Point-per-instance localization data
---

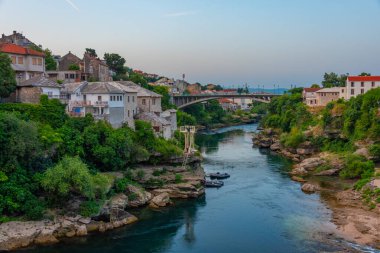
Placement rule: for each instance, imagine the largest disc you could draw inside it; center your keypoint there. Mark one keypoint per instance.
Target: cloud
(72, 5)
(181, 14)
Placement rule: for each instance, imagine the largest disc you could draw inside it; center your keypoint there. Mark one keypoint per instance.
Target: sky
(227, 42)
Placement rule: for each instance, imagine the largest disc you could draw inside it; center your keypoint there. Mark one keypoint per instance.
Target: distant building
(327, 95)
(309, 96)
(27, 63)
(104, 100)
(160, 125)
(95, 69)
(17, 39)
(30, 91)
(357, 85)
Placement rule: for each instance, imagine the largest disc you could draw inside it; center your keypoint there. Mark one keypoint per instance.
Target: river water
(259, 209)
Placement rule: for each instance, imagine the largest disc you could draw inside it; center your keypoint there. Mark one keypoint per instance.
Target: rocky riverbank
(156, 187)
(355, 220)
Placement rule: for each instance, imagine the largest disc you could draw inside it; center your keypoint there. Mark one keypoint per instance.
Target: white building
(357, 85)
(104, 100)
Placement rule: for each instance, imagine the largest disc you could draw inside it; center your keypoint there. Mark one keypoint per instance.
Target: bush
(90, 208)
(356, 167)
(178, 178)
(292, 139)
(374, 151)
(72, 176)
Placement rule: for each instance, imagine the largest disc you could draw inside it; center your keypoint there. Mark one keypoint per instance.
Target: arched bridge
(182, 101)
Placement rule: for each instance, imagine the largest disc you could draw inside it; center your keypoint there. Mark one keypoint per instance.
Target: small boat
(214, 184)
(219, 175)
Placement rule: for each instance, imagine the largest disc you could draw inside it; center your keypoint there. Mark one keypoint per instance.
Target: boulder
(140, 196)
(298, 179)
(160, 200)
(275, 146)
(363, 152)
(305, 151)
(81, 230)
(310, 188)
(330, 172)
(311, 163)
(118, 201)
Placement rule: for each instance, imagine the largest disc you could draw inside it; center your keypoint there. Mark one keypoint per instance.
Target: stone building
(30, 91)
(17, 39)
(27, 63)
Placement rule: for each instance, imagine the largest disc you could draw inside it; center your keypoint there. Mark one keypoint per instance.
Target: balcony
(80, 103)
(101, 103)
(76, 114)
(101, 116)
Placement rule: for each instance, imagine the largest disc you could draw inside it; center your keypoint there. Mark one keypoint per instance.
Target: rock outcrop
(17, 234)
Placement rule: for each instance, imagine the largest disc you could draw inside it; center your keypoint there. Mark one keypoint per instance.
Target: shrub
(292, 139)
(140, 174)
(70, 176)
(178, 178)
(90, 208)
(374, 151)
(356, 167)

---

Aim of the exercise: Repeat all entries exactly, pictures excluded.

Answer to this task:
Placement rule: for each instance, imagine the largest disc you could draw inside it; center your keypoint there. Mark one keypoint per instance.
Target: cloud
(72, 5)
(181, 14)
Placement rule: for each instance, imagine the largest disc you could draw inside it; center your keypoint there. Mark one keypoint per instance.
Target: sky
(227, 42)
Placement rule: for each instance, imagine the largest disc you could draw inside it; center your keypoint there. Mark one keypoint per instance.
Target: distant building
(327, 95)
(309, 96)
(27, 63)
(104, 100)
(160, 125)
(95, 69)
(17, 39)
(30, 91)
(357, 85)
Placement rule: for each instance, imagine the largest disc you could draw inside it; center your keypoint there. Mark one keypoint per instance.
Target: river water
(259, 209)
Placement rule: for each instance, imagine the largest disc you could draw inside it; center your keypoint there. Mark one keypoint per instance.
Target: rocky riverbank
(156, 187)
(355, 220)
Placement rule: for each instance, imagine the largest disc you could draw inside it; center your keypoint there. Mark one keypoint per instance.
Target: white building
(357, 85)
(104, 100)
Placement rule: for each instance, imagine the largest disc you could draw inside it; center your keypoint there. Mark one keypoint per instance.
Target: bush
(90, 208)
(356, 167)
(178, 178)
(292, 139)
(374, 151)
(72, 176)
Placement rule: for each instance, imagine the largest disc you could draw inside it; center your keypoint there. Mark one keypoint per instance.
Target: arched bridge
(182, 101)
Placement rule: for each instance, imagine the largest disc you could draw inside it; center your keypoint there. Mark one keypoint per instance.
Target: small boat
(214, 184)
(219, 175)
Placement rule: for each instance, imagine the largest disc you could draw inside it; center your keypoint there. Mark one keypoint per instance.
Target: boulder
(140, 196)
(298, 179)
(160, 200)
(275, 146)
(363, 152)
(305, 151)
(81, 230)
(310, 188)
(330, 172)
(311, 163)
(118, 201)
Placement rule: for each instance, imagine the largest disc you could draw inside it; center your keypoint there. Mark one keypoint per instance.
Target: stone building
(30, 91)
(17, 39)
(27, 63)
Placement rule: for each instance, imagine the largest disc you could draw inside it; center your keypoint there. Mark one keypoint per instance.
Target: balcony
(80, 103)
(101, 103)
(76, 114)
(101, 116)
Placement rule: for each instance, imagine the largest disc you could draw inside it; center your keypoint there. Mark one keypoint per instance.
Target: rock outcrop
(17, 234)
Placement rule: for each instance, imagine the largest disc you could draw inside it; center your keypoint there. Mark one keypoint per instance.
Target: shrub
(292, 139)
(140, 174)
(70, 176)
(178, 178)
(90, 208)
(374, 151)
(356, 167)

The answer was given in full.